** begin **
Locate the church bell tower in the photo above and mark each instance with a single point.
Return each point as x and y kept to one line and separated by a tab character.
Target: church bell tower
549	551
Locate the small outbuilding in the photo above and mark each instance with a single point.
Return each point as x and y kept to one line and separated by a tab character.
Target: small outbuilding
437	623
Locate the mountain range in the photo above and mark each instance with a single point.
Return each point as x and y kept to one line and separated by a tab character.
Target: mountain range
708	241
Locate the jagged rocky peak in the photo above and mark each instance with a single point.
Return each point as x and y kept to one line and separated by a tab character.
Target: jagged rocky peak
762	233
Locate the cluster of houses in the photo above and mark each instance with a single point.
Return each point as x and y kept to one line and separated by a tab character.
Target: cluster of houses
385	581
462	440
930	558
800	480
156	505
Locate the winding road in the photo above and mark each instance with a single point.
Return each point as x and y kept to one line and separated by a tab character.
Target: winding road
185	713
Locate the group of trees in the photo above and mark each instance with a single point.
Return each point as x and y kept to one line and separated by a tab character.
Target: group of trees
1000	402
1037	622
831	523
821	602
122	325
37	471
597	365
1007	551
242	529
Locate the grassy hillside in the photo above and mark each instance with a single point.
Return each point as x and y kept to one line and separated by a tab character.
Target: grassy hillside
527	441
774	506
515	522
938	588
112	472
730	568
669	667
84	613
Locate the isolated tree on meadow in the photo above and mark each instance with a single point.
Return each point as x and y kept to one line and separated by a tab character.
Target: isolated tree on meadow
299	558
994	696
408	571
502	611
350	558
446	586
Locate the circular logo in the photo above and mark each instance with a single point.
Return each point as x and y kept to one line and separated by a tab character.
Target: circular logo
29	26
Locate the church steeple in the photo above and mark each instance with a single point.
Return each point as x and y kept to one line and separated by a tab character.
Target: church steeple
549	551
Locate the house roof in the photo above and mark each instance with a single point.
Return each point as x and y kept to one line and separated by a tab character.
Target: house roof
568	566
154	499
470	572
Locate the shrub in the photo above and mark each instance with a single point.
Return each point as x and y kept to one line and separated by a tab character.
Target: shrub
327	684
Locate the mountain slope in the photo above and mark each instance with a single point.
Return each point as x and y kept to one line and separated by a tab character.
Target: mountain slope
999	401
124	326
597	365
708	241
** end **
** begin **
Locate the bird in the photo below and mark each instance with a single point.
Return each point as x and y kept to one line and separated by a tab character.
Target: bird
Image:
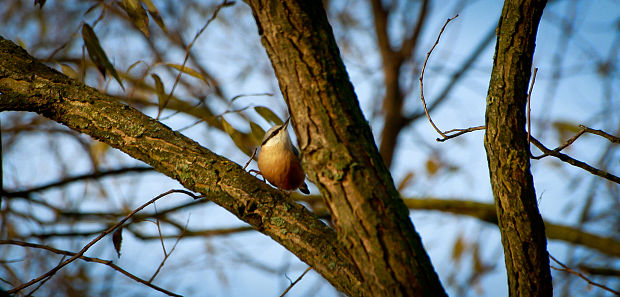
** end **
** begin **
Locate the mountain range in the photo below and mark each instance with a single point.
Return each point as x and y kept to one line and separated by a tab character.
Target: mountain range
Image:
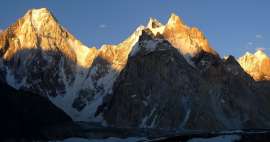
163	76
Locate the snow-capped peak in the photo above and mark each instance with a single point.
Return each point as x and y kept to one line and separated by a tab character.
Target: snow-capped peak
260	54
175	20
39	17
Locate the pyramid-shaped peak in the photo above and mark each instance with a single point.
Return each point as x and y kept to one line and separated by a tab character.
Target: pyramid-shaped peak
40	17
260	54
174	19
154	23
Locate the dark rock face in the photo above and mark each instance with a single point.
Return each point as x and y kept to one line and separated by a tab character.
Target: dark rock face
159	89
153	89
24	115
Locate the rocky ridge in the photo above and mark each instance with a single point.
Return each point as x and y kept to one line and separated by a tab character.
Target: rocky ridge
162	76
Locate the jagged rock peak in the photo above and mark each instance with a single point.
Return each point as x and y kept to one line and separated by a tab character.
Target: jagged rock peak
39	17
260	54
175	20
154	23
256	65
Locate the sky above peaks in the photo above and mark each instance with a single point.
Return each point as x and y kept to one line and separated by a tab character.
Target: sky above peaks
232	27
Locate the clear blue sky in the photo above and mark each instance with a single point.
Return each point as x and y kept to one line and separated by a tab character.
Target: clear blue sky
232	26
** end **
Work to be completed -> Show every line in the items above that contains the word "circular", copying each line in full.

Solution to this problem ->
Locate the circular logo in the photo above and mark each instance with a single point.
Target: circular logo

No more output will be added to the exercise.